### Job:
Reproduce word for word the lines from the first one below through the line containing "point(138, 24)", including that line, and nothing else.

## start Data for this task

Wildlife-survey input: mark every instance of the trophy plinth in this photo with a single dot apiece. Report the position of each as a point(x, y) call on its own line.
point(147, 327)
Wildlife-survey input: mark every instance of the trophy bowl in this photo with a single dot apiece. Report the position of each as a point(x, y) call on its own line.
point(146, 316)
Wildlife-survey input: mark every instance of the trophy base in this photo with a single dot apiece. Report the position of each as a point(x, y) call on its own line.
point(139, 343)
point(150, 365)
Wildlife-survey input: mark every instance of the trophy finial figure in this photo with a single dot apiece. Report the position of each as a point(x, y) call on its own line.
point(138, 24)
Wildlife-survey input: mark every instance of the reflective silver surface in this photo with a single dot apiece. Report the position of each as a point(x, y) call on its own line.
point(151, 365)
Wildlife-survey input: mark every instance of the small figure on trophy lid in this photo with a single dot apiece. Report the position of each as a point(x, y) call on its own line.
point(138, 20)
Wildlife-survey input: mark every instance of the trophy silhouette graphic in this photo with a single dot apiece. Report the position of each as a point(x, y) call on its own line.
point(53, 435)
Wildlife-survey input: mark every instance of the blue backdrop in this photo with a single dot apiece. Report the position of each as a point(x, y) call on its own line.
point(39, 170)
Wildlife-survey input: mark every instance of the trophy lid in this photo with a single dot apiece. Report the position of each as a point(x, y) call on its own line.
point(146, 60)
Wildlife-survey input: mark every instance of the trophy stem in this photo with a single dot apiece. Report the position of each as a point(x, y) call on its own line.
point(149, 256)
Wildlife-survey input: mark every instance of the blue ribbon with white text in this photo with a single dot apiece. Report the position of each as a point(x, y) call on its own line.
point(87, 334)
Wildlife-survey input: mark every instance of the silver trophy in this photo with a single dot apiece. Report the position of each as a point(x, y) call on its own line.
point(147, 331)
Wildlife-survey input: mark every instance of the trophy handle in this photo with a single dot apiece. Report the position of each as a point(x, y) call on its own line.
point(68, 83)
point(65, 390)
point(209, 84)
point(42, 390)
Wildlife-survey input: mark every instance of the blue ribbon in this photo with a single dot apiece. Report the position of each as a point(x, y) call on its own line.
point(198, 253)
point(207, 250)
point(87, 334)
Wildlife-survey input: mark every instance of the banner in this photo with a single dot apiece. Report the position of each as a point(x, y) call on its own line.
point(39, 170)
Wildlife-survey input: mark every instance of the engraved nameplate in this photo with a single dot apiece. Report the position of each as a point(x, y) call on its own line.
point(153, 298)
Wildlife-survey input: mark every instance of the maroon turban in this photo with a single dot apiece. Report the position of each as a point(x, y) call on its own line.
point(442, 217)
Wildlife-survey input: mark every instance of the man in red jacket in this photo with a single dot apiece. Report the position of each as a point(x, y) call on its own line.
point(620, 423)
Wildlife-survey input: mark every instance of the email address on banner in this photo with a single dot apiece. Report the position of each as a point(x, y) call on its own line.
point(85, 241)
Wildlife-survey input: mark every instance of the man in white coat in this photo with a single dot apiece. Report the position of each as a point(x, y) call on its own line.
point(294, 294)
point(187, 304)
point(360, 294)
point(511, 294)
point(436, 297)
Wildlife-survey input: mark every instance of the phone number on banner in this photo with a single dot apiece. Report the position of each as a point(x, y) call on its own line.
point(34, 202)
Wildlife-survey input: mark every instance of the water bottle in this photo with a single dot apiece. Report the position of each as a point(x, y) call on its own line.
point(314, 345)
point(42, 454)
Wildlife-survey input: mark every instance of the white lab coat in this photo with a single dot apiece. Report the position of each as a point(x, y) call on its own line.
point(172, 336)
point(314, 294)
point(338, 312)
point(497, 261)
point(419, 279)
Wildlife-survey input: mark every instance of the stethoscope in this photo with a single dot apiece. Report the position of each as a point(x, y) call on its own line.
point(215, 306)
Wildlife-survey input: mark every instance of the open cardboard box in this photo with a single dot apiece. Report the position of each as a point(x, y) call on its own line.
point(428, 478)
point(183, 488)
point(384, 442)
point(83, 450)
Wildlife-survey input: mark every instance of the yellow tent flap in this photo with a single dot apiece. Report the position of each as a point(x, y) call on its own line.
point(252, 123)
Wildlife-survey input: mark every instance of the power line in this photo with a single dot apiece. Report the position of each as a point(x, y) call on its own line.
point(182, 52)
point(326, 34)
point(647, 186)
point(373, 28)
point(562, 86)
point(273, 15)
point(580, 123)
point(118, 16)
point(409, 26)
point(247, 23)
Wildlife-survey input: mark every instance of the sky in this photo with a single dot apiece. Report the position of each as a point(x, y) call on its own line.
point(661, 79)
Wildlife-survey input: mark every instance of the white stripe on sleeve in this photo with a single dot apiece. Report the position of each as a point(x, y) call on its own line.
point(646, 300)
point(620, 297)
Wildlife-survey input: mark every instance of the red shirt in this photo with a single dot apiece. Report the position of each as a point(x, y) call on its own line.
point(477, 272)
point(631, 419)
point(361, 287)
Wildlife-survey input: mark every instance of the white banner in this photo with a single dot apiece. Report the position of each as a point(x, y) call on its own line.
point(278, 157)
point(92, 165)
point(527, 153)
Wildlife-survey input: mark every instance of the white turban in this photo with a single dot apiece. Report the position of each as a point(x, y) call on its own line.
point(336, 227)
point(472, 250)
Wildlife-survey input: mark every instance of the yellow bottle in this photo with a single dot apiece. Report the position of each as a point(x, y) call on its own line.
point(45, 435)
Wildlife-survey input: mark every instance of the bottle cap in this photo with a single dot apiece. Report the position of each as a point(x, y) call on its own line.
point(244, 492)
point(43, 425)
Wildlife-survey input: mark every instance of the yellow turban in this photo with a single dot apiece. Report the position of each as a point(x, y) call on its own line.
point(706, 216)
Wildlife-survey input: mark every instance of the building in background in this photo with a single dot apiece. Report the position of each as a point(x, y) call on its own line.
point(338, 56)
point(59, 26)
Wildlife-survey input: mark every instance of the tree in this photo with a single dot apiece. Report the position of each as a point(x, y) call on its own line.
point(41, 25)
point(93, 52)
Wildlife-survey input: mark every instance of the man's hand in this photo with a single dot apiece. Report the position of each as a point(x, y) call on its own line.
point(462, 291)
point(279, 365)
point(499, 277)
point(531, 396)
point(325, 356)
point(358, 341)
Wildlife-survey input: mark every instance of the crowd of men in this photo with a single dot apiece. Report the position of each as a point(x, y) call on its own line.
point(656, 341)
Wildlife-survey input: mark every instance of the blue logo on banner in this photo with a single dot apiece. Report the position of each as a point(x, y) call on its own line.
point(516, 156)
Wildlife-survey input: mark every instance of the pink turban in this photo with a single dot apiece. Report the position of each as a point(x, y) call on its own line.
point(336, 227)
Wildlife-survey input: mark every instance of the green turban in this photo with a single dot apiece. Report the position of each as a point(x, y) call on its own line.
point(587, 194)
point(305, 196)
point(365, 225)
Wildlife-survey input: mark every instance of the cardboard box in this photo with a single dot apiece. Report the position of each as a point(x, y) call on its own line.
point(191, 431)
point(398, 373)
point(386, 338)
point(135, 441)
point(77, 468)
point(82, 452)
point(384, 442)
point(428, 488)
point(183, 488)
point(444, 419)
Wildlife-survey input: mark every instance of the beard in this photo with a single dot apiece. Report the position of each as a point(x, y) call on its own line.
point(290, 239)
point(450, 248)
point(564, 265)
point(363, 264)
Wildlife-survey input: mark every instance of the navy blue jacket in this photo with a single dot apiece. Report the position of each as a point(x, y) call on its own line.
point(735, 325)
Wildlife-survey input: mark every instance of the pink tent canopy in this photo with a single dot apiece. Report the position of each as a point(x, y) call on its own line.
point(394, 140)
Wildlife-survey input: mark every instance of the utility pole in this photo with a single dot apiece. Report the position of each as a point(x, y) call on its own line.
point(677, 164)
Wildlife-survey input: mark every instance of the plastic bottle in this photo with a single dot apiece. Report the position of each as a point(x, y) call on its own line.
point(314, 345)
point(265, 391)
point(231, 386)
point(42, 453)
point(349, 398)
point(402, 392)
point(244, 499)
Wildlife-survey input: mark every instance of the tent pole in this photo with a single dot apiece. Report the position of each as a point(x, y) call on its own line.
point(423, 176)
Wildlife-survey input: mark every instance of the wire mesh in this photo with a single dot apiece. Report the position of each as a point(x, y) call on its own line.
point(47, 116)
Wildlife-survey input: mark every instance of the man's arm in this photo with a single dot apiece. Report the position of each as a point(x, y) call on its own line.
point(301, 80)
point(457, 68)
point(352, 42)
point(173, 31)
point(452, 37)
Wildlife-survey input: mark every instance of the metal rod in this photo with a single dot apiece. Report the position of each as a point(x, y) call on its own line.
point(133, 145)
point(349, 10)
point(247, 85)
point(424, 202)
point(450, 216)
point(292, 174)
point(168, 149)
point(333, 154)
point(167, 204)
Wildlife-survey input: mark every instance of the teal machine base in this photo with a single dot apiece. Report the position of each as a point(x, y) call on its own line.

## end Data for this task

### Correct result:
Wildlife-survey input: mark every instance of the trophy plinth in this photo with a single dot apiece. Report the position of each as a point(x, y) call on its own line.
point(147, 327)
Wildlife-survey input: mark every instance of the trophy bowl in this photo with a single dot apiece. Report the position of each as a point(x, y) call on its own line.
point(146, 316)
Wildlife-survey input: mark every instance of the trophy base in this photo with a single dot apiece. Report the position of each as a point(x, y) call on its own line.
point(139, 343)
point(150, 365)
Wildlife-survey input: mark every instance of the trophy finial figure in this photo with a single dot apiece. Report the position of each as a point(x, y) call on its own line.
point(138, 24)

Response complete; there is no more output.